[TEXTO FORNECIDO]:

Temas como intolerância, amor, ódio, usura (empréstimo a juros), vingança e
amizade estão fortemente presentes no texto.
Ambientado no século XVI, os personagens
vivem suas aventuras e conflitos. O mercador Antônio (Jeremy Rons) é um rico
comerciante cristão, mas toda sua fortuna está empregada nas navegações em
busca por mais riquezas. Ele é procurado por seu amigo Bassânio (Joseph
Fiennes) que lhe pede um empréstimo, para que possa cortejar a desejada e rica
herdeira de Belmont, Pórtia (Lynn Collins), que submetia seus pretendentes ao
teste do baú, que só se casaria com aquele que escolhesse o baú que guardava
sua imagem.
Antônio, não se encontrando em condições
financeiras favoráveis para atender ao amigo, recorre ao judeu Shylock (Al
Paccino), que sendo uma vítima, junto com os demais judeus, da intolerância e
ódio dos cristãos, empresta-lhe três mil ducados, sem cobrar nenhum ágio,
apenas, que como pagamento de multa, caso seu pagamento não fosse efetuado, de
um pedaço de sua própria carne ( uma libra de carne).

[O QUE FAZER]: No texto sobre o mercador Antônio e o judeu Shylock, quantos ducados Shylock empresta a Antônio?

Registros armazenados

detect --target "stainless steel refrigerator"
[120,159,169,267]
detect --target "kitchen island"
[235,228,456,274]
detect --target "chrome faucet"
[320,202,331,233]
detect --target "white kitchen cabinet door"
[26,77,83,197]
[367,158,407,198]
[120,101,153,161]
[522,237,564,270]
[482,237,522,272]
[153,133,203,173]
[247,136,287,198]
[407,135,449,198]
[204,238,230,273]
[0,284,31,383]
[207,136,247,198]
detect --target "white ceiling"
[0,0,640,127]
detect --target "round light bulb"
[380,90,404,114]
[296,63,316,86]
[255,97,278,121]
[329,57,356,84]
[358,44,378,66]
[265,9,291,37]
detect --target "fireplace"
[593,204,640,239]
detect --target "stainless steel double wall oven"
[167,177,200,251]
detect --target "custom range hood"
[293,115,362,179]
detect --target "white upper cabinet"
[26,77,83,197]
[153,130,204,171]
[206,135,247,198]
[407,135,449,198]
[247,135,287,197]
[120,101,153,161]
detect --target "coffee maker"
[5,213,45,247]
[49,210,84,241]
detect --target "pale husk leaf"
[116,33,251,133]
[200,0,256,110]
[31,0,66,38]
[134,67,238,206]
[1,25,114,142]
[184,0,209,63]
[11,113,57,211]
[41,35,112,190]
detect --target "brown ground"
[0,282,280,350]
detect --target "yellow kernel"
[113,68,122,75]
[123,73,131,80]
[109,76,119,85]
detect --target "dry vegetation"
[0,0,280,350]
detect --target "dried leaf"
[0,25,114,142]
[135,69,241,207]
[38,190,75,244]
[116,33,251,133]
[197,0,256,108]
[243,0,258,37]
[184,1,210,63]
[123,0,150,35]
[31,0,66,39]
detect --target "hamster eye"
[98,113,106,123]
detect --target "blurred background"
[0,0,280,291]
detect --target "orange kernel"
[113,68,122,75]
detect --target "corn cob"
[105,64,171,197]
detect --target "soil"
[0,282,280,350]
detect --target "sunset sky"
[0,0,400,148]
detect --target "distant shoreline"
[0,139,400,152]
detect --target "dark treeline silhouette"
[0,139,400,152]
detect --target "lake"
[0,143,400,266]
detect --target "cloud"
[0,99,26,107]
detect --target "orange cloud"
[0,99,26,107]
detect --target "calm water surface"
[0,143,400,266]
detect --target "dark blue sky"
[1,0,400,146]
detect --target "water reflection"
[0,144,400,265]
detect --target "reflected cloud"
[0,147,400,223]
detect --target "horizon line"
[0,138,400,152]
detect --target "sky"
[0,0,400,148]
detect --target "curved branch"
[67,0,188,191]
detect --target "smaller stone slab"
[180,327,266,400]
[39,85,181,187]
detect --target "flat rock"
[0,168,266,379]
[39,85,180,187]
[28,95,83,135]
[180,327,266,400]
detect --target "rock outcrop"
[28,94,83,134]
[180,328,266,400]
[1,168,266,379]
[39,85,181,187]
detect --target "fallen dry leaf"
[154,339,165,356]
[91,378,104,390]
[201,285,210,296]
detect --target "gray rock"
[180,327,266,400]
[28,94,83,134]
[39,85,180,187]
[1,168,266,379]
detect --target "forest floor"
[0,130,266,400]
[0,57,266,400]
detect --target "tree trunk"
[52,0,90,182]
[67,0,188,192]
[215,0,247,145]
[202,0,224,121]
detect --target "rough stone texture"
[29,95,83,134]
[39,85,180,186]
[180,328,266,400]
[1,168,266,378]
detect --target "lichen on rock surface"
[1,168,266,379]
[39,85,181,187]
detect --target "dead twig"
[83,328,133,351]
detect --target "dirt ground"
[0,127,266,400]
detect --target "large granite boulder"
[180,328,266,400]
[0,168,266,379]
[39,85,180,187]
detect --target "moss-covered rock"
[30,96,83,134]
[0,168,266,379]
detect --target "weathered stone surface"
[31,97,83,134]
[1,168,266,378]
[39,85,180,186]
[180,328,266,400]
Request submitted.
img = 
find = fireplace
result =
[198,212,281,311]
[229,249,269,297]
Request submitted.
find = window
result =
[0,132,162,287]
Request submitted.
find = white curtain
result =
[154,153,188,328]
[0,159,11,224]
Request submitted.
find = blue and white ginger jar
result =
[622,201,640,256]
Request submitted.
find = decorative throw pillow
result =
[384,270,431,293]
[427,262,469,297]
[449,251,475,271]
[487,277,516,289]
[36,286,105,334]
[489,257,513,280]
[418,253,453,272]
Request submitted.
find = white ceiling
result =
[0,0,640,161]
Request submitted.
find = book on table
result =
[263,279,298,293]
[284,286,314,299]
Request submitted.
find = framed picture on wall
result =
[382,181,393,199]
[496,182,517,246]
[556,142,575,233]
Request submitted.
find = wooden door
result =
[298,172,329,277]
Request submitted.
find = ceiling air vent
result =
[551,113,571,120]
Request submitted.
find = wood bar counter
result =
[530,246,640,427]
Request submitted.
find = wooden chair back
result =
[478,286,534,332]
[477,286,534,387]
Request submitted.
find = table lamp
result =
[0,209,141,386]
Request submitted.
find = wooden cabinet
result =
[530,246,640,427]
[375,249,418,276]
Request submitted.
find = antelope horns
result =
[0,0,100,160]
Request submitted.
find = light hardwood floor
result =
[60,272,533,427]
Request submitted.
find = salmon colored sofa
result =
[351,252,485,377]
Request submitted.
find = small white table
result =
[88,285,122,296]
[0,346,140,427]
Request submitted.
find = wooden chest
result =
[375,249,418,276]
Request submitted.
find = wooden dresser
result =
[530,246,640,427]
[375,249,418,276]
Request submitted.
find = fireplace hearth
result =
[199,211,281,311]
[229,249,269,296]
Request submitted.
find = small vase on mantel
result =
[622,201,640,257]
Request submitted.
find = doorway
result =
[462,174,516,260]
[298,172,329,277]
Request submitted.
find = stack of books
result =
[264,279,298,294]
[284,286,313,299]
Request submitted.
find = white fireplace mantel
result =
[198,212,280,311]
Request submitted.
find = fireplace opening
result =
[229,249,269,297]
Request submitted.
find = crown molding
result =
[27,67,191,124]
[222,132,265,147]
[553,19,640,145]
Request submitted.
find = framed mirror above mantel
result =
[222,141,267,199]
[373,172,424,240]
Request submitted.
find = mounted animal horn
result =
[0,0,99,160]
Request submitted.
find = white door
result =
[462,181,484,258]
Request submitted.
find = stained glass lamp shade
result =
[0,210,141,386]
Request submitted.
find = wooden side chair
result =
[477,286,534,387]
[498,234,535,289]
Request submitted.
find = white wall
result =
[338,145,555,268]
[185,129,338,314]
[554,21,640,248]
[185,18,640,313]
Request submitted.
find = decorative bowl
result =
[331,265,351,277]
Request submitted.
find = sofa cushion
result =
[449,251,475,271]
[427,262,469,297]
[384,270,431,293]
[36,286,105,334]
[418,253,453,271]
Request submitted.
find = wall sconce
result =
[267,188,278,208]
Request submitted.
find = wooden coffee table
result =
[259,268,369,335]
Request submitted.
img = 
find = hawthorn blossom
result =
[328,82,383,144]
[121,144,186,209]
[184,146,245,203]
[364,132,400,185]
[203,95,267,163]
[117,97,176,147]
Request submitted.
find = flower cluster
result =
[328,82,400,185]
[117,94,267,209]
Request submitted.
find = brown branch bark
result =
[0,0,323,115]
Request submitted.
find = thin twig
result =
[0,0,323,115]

[RESPOSTA]: Três mil ducados.